### Activity
Word for word, restate the lines that run from the line containing "of white shirt" to the last line of the records below.

Spatial localization data
==========

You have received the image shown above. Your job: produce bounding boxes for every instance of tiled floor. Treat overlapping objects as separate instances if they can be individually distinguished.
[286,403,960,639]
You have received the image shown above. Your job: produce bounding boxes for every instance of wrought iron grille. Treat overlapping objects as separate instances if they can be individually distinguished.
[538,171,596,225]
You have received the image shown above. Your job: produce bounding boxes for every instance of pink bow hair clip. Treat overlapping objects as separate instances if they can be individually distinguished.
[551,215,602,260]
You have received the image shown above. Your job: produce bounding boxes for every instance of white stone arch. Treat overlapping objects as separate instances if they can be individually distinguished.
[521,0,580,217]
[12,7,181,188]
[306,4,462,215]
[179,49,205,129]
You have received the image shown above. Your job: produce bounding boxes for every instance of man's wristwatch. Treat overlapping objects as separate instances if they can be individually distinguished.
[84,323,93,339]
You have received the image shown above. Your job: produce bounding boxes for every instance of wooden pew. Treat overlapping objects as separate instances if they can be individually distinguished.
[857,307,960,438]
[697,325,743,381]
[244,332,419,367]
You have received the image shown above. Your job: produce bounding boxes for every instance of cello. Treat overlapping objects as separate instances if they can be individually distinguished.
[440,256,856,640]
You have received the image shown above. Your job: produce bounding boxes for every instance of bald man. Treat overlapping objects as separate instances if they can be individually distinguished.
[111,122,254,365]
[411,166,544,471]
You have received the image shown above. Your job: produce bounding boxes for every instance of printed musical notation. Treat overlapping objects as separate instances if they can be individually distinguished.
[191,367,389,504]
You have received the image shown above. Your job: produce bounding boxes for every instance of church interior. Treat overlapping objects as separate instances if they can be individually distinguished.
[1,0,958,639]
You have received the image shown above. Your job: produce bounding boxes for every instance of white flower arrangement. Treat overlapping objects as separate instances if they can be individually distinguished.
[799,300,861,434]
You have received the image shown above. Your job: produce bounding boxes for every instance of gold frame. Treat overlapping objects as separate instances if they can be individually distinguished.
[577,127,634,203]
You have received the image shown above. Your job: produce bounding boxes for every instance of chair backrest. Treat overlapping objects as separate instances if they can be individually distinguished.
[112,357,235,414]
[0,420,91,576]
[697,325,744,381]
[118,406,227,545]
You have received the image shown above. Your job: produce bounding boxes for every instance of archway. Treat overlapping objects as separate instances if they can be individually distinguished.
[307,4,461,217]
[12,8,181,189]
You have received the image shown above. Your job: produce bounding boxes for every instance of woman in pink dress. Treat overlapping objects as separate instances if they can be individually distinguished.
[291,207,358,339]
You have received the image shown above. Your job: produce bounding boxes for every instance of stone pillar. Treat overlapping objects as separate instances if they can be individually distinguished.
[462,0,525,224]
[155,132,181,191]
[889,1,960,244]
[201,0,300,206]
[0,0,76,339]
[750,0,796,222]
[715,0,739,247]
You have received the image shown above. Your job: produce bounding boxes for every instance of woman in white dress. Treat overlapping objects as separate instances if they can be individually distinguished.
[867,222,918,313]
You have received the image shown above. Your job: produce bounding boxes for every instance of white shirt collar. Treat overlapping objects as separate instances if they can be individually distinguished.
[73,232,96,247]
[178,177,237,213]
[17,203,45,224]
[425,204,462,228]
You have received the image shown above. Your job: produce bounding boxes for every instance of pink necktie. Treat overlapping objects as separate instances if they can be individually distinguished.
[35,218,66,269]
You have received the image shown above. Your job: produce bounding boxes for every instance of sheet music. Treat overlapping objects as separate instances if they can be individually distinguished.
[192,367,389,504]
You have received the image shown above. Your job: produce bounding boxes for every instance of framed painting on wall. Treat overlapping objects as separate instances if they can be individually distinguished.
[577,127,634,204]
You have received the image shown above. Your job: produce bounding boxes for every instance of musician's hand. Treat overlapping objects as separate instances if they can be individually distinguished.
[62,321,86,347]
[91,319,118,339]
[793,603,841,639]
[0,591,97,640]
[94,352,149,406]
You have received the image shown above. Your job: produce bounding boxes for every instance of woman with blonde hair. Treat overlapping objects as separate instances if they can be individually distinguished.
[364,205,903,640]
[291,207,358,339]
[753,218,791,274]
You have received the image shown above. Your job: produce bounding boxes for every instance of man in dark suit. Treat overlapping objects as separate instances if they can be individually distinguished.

==========

### Response to the exercise
You have received the image shown above. Your job: produce bounding boxes for every instance of white shirt collar. Treat overlapping objects as separate instances if they can be individually distinguished.
[73,232,96,247]
[178,177,237,213]
[17,203,45,224]
[425,204,462,228]
You have received the image shown above. Your job: produce bounding boxes for every instance of pink necktie. Treat overlapping objects as separate instances if they can be individually distinguished.
[35,218,66,269]
You have received the image shown above. Your job: produce bounding boxes for every instance of sheet music. Treat overlapping objects as separate instances if they can be individually distinguished.
[192,367,389,504]
You have received the image shown above. Your job: produce bounding boxes for every instance of framed painting on wall. Treat overlapping objects as separate instances if they can be individually distinguished.
[577,127,634,204]
You have received the image shown above. Your job: produce bounding boxes for every instance of musician's hand. Treat overlapping objects as separate instances if they can be individually distinguished.
[62,321,86,347]
[91,319,118,339]
[793,603,841,639]
[0,591,97,640]
[94,352,149,406]
You have received the image shown above. Your job: produce bounding boxes for every instance of woman with blonde hair. Treat overlapping objects as separate instances if they can be individually distinguished.
[364,205,903,640]
[291,207,358,339]
[753,218,791,274]
You have received the image shown above. Your job: produce bounding boxes for every instance of man in dark suit. Treat overlapping objects as separate instances if they can be individually distinguished.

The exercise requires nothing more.